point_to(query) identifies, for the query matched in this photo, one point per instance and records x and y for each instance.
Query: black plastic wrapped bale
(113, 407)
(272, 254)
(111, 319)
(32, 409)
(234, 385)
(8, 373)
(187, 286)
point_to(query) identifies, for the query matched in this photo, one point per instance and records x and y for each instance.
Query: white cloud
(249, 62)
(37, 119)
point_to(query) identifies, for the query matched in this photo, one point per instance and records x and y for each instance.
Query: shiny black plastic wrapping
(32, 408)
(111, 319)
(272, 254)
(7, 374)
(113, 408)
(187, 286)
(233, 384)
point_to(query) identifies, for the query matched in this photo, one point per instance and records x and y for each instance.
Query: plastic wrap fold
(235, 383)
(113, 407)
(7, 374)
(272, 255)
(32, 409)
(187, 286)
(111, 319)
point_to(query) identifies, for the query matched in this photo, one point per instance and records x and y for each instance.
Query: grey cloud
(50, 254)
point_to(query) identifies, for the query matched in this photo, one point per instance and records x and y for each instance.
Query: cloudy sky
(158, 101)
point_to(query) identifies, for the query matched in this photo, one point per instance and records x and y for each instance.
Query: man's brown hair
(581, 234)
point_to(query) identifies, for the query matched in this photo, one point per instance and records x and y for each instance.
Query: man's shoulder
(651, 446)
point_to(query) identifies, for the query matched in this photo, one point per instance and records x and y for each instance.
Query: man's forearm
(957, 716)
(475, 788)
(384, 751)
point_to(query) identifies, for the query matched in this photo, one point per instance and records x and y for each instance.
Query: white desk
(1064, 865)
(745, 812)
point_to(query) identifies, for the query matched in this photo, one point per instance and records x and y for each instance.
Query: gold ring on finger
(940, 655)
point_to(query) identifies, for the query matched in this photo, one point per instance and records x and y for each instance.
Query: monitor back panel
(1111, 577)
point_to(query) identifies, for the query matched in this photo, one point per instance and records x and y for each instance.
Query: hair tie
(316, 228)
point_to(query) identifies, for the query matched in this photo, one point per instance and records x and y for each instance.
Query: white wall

========================

What is being asked – Each line of the material above must be retyped precisely.

Result –
point_to(query) identifies, for the query matched in this photo, one point per instance and records x and y for each instance.
Query: black plastic wrapped bale
(113, 407)
(272, 254)
(111, 319)
(32, 409)
(234, 385)
(8, 373)
(187, 286)
point_to(query) identifies, for the query matched in this photo, one point per instance and records x and y for each instance.
Query: white cloud
(249, 62)
(37, 119)
point_to(query) identifies, for the query matched in this photo, one point per instance and records x and y for each instance.
Query: shiny black plastic wrapping
(32, 408)
(111, 319)
(272, 254)
(7, 374)
(113, 408)
(187, 286)
(233, 384)
point_to(query) identifies, for the query matched in this photo, one point per instance and records x and y for each instance.
Query: plastic wrap fold
(235, 383)
(113, 407)
(7, 374)
(272, 255)
(32, 409)
(187, 286)
(111, 319)
point_to(query) identifies, for the query matched in this photo, one point per instance and records x and y for each instance.
Query: grey cloud
(50, 254)
point_to(query) identifies, for the query matched in this photo, one point per instance and records x and y for each instance.
Query: cloudy sky
(158, 101)
point_to(query) identifies, for the query matched in this photo, one point per instance and records x and y for each instance.
Query: man's brown hair
(581, 234)
point_to(query) identifies, for the query matched in this photo, one point per instance and records x and y for each instance.
Query: man's shoulder
(651, 446)
point_to(query) identifies, for the query matched in this photo, one point per instance and records x and y for each instance.
Query: man's forearm
(957, 716)
(475, 788)
(384, 751)
point_to(query) identifies, for the query matched in this photo, one point per instance and records x and y for each instance.
Query: white desk
(1064, 865)
(745, 812)
point_to(query) identifies, for the query matched in this photo, one point per instance and records x and y for each instance.
Query: gold ring on finger
(940, 655)
point_to(query) identifies, for the query matched in this photo, one point per instance and records x and y for each instance.
Query: monitor back panel
(1111, 577)
point_to(query) identifies, for the query matched in this photo, one point per instance and records x and y for each instance.
Query: hair tie
(316, 228)
point_to(query) identifies, for the query matched in this photo, one point per instance and records x and y for each instance.
Query: white wall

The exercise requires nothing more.